▶ Provided records:
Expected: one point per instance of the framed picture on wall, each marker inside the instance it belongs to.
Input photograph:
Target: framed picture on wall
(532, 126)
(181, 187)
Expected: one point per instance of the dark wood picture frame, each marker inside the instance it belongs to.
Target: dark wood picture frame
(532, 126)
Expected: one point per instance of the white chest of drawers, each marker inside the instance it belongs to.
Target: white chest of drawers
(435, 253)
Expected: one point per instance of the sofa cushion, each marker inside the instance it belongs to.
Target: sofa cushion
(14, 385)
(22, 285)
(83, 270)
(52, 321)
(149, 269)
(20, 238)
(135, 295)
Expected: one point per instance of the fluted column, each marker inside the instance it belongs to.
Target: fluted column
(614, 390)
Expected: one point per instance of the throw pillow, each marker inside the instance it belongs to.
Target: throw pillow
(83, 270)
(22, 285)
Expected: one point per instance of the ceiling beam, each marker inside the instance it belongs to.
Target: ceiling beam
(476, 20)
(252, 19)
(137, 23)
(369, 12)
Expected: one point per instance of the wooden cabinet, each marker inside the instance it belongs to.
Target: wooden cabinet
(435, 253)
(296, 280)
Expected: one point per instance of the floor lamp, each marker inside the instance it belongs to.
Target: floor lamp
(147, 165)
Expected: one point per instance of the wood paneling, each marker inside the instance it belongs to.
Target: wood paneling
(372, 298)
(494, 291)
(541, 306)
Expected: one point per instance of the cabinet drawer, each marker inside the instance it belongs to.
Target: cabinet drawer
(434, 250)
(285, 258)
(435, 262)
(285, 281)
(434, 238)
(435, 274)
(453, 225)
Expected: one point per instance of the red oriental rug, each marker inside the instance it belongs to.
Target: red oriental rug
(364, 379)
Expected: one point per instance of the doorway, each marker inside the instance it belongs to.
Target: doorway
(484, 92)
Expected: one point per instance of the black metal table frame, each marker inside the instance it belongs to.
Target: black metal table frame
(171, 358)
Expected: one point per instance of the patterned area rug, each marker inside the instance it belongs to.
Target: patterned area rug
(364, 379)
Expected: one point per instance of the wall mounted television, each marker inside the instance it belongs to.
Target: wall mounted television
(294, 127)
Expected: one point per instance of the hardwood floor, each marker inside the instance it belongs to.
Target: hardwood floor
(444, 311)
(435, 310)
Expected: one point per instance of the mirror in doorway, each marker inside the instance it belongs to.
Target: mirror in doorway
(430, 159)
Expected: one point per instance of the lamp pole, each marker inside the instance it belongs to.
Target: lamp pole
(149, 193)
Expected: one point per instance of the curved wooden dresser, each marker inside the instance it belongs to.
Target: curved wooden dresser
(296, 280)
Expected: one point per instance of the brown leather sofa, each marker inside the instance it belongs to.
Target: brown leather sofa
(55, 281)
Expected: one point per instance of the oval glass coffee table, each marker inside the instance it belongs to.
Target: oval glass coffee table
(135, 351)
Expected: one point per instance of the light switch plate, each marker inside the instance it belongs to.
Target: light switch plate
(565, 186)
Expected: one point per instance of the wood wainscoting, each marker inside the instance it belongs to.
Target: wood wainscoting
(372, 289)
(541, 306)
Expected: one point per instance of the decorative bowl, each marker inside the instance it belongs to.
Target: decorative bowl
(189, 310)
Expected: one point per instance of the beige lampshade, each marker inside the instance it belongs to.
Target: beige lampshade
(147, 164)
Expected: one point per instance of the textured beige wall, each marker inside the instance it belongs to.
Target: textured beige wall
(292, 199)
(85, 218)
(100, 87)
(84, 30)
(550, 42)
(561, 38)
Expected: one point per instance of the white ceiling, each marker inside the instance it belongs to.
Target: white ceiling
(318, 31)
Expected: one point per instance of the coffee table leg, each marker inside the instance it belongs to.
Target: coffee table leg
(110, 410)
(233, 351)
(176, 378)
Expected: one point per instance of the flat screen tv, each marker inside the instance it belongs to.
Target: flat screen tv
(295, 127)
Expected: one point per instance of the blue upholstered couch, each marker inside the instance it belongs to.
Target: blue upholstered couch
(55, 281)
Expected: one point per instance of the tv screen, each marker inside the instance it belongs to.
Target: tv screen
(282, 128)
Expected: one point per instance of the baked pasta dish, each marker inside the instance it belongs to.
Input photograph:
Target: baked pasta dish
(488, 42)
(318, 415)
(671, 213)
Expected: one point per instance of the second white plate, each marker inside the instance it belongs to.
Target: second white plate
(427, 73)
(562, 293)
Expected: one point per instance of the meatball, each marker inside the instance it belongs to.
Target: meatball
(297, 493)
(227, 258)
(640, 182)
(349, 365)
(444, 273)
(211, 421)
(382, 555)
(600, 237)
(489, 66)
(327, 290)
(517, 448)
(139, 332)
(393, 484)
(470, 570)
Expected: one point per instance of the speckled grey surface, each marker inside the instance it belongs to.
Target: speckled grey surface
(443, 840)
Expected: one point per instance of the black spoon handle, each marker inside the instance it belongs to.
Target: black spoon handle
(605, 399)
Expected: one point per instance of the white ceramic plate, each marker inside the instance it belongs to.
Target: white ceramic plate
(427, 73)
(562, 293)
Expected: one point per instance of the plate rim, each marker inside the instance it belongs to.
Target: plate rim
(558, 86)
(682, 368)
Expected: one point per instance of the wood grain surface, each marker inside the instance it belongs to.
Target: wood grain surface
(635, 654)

▶ Job: From the line containing "Expected: one point per instance of the textured" down to the final line of the data, write out every line exactly; both the first and last of these belong in your answer, and nothing else does.

▶ Reply to the task:
Expected: one point per instance of the textured beige wall, each marker inside the instance it belongs to.
Target: textured beige wall
(292, 199)
(85, 218)
(100, 87)
(84, 30)
(550, 42)
(561, 38)
Expected: one point per instance of the white ceiling, each marker inside the instance it belongs to.
Target: white ceiling
(318, 31)
Expected: one point per instance of the coffee table leg, each marker inside the instance it belongs to.
Target: coffee table leg
(110, 410)
(233, 351)
(176, 378)
Expected: one point per instance of the flat screen tv, each marker inside the instance it belongs to.
Target: flat screen tv
(295, 127)
Expected: one point per instance of the blue upholstered couch, each marker inside the instance it belongs to.
Target: blue upholstered couch
(55, 281)
Expected: one point per instance of the tv screen, each marker inside the instance it belongs to.
Target: tv screen
(282, 128)
Expected: one point per instance of the baked pasta dish, each marker inside the instance it belongs to.
Input photograph:
Target: baked pasta dish
(488, 42)
(318, 415)
(671, 213)
Expected: one point per instance of the second white plate, each marker inside the instance it belongs to.
Target: second white plate
(427, 73)
(562, 293)
Expected: one point per instance of the meatball, each marker inside the instance it belongs to.
Target: meatball
(297, 493)
(227, 258)
(640, 182)
(349, 365)
(444, 273)
(211, 421)
(382, 555)
(600, 237)
(489, 66)
(327, 290)
(517, 448)
(139, 332)
(393, 484)
(470, 570)
Expected: one point per instance of the speckled grey surface, each marker inside the instance it belongs to.
Target: speckled grey surface
(443, 840)
Expected: one point per instance of the black spoon handle, each marker inside the instance it belongs to.
Target: black spoon handle
(605, 399)
Expected: one point per instance of the white ceramic plate, each marker inside the instance it belongs to.
Target: white ceramic plate
(427, 73)
(562, 293)
Expected: one point per instance of the plate rim, each marker inside the instance it belongs to.
Target: plate rim
(558, 86)
(682, 368)
Expected: one point per instance of the wood grain surface, each marker inside the instance it belongs to.
Target: wood grain surface
(635, 654)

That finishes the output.